Work to complete: Pull out every line in the rows below that contains the string "wall", copying each line unchanged. Case counts.

(Annotation dataset entries)
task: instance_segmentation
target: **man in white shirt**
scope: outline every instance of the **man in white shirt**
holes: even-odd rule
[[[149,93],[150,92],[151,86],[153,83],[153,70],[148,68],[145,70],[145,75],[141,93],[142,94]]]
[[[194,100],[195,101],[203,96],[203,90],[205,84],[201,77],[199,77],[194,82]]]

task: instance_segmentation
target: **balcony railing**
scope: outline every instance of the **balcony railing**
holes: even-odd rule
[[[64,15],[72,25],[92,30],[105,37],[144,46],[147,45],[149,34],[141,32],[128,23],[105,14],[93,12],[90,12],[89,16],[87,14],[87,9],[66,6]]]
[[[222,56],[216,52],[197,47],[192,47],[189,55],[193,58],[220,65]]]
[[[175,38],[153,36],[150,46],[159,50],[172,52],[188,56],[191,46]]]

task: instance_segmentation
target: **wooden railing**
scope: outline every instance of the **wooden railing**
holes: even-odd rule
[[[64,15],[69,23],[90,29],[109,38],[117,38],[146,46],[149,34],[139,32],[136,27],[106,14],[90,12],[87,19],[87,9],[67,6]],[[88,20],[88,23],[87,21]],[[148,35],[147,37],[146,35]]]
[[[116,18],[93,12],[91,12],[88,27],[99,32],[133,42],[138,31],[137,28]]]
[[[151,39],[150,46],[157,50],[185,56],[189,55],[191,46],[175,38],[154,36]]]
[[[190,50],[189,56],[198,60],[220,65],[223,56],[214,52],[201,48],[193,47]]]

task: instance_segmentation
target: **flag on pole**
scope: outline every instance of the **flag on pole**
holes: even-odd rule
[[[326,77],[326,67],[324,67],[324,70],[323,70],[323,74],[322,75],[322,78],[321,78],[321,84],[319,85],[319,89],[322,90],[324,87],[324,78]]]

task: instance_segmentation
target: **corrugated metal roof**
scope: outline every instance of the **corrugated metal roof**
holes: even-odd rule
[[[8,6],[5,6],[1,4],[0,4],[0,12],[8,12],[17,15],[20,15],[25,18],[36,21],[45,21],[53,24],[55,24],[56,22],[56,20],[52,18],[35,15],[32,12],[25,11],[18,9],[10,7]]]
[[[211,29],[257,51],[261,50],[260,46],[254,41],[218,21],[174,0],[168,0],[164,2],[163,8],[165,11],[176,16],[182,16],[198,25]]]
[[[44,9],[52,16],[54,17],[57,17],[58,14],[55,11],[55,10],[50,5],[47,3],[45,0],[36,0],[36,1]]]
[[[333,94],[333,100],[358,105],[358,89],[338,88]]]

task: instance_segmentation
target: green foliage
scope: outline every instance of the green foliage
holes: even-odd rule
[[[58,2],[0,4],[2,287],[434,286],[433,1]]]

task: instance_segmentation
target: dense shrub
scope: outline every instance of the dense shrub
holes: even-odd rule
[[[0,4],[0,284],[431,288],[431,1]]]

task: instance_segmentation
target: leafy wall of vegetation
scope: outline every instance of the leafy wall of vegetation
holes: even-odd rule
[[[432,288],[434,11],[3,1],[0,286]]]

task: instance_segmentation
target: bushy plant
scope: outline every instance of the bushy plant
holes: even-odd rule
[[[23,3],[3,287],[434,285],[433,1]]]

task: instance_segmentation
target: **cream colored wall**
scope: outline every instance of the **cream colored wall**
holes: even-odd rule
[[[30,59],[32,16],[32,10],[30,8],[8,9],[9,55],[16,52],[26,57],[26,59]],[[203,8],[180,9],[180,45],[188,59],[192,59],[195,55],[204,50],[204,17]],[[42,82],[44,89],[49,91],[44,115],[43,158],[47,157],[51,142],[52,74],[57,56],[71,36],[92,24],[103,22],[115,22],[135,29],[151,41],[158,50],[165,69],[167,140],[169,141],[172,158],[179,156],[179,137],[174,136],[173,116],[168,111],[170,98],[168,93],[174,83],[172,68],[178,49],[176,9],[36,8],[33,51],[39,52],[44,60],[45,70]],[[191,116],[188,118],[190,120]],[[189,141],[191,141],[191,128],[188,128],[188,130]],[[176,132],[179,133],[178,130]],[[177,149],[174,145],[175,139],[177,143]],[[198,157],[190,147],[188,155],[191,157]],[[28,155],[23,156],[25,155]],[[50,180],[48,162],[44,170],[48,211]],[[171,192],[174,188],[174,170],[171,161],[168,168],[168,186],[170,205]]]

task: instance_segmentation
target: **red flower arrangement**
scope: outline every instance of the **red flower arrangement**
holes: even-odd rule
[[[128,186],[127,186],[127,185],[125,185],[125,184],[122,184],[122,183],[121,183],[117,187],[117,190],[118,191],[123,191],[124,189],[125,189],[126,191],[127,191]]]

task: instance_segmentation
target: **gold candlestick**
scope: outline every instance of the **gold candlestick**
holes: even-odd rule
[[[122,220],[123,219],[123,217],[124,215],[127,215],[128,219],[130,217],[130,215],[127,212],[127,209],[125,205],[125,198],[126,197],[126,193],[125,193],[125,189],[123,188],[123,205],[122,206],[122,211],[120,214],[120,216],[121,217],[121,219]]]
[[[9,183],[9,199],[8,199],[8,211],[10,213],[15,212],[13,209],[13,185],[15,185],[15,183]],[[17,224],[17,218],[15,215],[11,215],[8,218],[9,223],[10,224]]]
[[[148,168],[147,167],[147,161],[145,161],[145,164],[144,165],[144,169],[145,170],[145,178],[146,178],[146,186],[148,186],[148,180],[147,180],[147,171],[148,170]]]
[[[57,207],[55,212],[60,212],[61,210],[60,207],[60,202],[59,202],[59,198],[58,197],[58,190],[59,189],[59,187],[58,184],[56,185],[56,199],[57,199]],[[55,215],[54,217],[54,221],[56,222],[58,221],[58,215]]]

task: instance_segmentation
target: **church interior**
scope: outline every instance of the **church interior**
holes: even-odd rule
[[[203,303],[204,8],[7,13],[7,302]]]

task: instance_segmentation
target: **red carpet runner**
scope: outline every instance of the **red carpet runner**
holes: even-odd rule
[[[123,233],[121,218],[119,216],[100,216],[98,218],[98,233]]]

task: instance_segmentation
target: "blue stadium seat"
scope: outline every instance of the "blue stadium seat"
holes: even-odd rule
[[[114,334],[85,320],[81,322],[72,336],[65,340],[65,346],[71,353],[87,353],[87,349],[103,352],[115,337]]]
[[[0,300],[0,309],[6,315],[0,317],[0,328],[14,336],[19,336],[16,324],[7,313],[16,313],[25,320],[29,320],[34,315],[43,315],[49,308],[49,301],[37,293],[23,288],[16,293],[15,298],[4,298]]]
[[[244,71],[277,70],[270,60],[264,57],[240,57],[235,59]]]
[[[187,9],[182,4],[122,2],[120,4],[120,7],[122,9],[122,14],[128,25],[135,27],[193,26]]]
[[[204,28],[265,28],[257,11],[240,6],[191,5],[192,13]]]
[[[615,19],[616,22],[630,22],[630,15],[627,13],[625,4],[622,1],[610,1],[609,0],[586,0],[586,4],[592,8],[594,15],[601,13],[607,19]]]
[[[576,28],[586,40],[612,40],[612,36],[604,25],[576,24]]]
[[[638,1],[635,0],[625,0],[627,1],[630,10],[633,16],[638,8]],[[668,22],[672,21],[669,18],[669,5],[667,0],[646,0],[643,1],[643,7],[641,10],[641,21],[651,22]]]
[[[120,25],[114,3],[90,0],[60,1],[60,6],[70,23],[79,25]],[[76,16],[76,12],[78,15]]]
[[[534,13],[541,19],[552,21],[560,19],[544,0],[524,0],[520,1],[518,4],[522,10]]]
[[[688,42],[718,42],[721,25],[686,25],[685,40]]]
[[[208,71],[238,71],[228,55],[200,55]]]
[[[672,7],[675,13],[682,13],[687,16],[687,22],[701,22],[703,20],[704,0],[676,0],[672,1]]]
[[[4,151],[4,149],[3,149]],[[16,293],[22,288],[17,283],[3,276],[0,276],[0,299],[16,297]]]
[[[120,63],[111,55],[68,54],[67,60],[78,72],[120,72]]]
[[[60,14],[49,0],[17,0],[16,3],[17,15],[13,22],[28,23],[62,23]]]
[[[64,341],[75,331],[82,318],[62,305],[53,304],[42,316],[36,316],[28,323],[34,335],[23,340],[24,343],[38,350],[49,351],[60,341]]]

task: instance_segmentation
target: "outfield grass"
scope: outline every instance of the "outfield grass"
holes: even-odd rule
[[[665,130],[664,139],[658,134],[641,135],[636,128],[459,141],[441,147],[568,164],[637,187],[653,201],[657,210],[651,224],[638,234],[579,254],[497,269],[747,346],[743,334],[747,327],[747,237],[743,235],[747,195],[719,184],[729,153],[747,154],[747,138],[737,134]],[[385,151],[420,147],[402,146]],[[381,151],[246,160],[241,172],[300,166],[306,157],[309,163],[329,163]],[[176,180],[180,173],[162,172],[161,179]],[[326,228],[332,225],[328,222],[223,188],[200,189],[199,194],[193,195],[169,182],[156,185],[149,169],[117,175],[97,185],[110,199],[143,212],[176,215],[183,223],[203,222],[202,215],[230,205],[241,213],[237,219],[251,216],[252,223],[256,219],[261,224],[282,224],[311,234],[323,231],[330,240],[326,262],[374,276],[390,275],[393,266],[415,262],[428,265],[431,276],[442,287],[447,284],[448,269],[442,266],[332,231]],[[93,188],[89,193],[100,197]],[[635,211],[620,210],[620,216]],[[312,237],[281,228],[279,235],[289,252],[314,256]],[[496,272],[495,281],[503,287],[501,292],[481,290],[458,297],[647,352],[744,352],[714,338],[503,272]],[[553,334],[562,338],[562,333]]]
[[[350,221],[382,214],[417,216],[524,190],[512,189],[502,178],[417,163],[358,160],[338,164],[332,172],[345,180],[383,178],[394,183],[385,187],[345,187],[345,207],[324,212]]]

Result of this task:
target: leafy wall of vegetation
scope: outline every instance of the leafy wall of vegetation
target: **cream colored wall**
scope: outline every instance of the **cream colored wall**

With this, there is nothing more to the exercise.